** TO DO **
Convert the listing below into a numbered list with one line per entry, omitting any blank lines.

** RECORDED DATA **
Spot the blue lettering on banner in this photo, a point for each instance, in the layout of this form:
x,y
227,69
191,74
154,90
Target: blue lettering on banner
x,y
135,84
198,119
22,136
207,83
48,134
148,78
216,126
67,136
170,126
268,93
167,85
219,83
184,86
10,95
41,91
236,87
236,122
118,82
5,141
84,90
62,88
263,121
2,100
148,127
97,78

** ANSWER FOR THE TASK **
1. Spot the blue lettering on banner in this photo, a point for each instance, in the layout of this form:
2. x,y
3. 227,69
4. 191,74
5. 154,90
6. Target: blue lettering on banner
7. x,y
8. 135,84
9. 198,119
10. 22,136
11. 207,83
12. 48,134
13. 148,78
14. 216,126
15. 67,136
16. 170,126
17. 268,93
18. 167,85
19. 219,83
20. 184,86
21. 10,95
22. 41,91
23. 236,87
24. 236,122
25. 118,82
26. 5,141
27. 84,90
28. 62,88
29. 263,121
30. 2,100
31. 148,127
32. 97,78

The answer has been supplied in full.